[start of Selected extract]

Evaluation Advanced Features

This page collects evaluation features that apply across the evaluation suite.

Reasoning Strategies

Use ReasoningStrategy.COT or ReasoningStrategy.ZS_COT when you want chain-of-thought style reasoning from the judge.

from lotus.types import ReasoningStrategy

results = df.llm_as_judge(
    "Evaluate the quality of {answer} for {question}.",
    strategy=ReasoningStrategy.COT,
    return_explanations=True,
)

Reasoning strategies cannot be combined with response_format in llm_as_judge. For structured outputs with reasoning, add a reasoning field to the Pydantic response model and do not set a CoT strategy.

Structured Output

llm_as_judge accepts a Pydantic response_format.

from pydantic import BaseModel, Field

class SafetyResult(BaseModel):
    is_safe: bool = Field(description="Whether the content is safe")
    risk_level: str = Field(description="low, medium, or high")

[end of Selected extract]
[start of Listed entries]

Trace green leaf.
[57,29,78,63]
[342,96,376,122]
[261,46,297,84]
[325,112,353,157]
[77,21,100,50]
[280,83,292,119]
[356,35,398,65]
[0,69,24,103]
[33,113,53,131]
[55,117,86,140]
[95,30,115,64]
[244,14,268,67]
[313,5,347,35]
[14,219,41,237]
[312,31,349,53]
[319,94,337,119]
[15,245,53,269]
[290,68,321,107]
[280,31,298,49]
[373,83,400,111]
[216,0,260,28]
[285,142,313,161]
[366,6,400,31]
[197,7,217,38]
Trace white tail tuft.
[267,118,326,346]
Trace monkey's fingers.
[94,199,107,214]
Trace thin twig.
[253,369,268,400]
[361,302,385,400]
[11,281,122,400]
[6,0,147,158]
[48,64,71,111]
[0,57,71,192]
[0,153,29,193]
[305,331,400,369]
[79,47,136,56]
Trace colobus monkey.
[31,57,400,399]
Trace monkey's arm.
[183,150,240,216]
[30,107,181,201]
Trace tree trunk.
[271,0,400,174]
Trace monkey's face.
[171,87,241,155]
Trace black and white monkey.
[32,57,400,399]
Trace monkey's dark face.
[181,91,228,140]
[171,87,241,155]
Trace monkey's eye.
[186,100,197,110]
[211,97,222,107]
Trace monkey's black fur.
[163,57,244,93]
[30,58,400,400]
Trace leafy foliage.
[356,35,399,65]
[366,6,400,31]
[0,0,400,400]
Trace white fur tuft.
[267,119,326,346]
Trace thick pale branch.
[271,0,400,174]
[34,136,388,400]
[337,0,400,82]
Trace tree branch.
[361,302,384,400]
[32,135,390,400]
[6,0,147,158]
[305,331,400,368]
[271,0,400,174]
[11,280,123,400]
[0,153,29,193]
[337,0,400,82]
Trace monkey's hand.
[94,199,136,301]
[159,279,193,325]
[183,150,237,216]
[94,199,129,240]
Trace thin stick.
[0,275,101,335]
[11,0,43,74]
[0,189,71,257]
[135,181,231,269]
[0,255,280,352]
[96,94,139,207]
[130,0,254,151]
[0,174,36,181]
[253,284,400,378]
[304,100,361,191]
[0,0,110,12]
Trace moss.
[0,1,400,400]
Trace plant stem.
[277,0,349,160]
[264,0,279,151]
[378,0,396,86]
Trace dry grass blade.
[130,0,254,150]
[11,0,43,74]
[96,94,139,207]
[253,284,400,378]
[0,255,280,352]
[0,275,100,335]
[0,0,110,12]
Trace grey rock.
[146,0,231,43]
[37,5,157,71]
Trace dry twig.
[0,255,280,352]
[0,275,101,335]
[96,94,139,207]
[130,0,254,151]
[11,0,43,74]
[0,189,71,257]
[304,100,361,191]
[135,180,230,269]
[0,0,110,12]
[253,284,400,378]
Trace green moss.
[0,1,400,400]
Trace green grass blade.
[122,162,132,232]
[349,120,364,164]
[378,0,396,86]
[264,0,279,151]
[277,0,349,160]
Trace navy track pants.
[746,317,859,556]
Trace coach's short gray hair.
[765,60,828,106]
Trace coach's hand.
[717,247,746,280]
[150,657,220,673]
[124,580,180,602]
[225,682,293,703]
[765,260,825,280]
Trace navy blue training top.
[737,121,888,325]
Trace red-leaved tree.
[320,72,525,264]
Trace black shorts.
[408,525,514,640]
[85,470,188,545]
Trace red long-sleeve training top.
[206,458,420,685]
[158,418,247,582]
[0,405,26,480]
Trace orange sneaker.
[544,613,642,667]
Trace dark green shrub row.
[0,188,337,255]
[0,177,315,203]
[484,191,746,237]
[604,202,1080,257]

[end of Listed entries]

### To-do list:
a) Answer these questions using the page on evaluation advanced features.
(i) Which two reasoning strategies give chain-of-thought style reasoning from the judge?
(ii) What can reasoning strategies not be combined with in llm_as_judge?
(iii) What kind of response_format does llm_as_judge accept?
b) In the data listing, write out again the lines from its first line through the line holding "[94,199,129,240]", inclusive. Swap "leafy foliage" for "dense foliage" and leave everything else unchanged.
The technical text and the data listing are unrelated to each other.

### Responses to the exercise:
a)
(i) ReasoningStrategy.COT and ReasoningStrategy.ZS_COT
(ii) response_format
(iii) A Pydantic response_format

b)
Trace green leaf.
[57,29,78,63]
[342,96,376,122]
[261,46,297,84]
[325,112,353,157]
[77,21,100,50]
[280,83,292,119]
[356,35,398,65]
[0,69,24,103]
[33,113,53,131]
[55,117,86,140]
[95,30,115,64]
[244,14,268,67]
[313,5,347,35]
[14,219,41,237]
[312,31,349,53]
[319,94,337,119]
[15,245,53,269]
[290,68,321,107]
[280,31,298,49]
[373,83,400,111]
[216,0,260,28]
[285,142,313,161]
[366,6,400,31]
[197,7,217,38]
Trace white tail tuft.
[267,118,326,346]
Trace monkey's fingers.
[94,199,107,214]
Trace thin twig.
[253,369,268,400]
[361,302,385,400]
[11,281,122,400]
[6,0,147,158]
[48,64,71,111]
[0,57,71,192]
[0,153,29,193]
[305,331,400,369]
[79,47,136,56]
Trace colobus monkey.
[31,57,400,399]
Trace monkey's arm.
[183,150,240,216]
[30,107,181,201]
Trace tree trunk.
[271,0,400,174]
Trace monkey's face.
[171,87,241,155]
Trace black and white monkey.
[32,57,400,399]
Trace monkey's dark face.
[181,91,228,140]
[171,87,241,155]
Trace monkey's eye.
[186,100,197,110]
[211,97,222,107]
Trace monkey's black fur.
[163,57,244,93]
[30,58,400,400]
Trace dense foliage.
[356,35,399,65]
[366,6,400,31]
[0,0,400,400]
Trace white fur tuft.
[267,119,326,346]
Trace thick pale branch.
[271,0,400,174]
[34,136,388,400]
[337,0,400,82]
Trace tree branch.
[361,302,384,400]
[32,135,390,400]
[6,0,147,158]
[305,331,400,368]
[271,0,400,174]
[11,280,123,400]
[0,153,29,193]
[337,0,400,82]
Trace monkey's hand.
[94,199,136,301]
[159,279,193,325]
[183,150,237,216]
[94,199,129,240]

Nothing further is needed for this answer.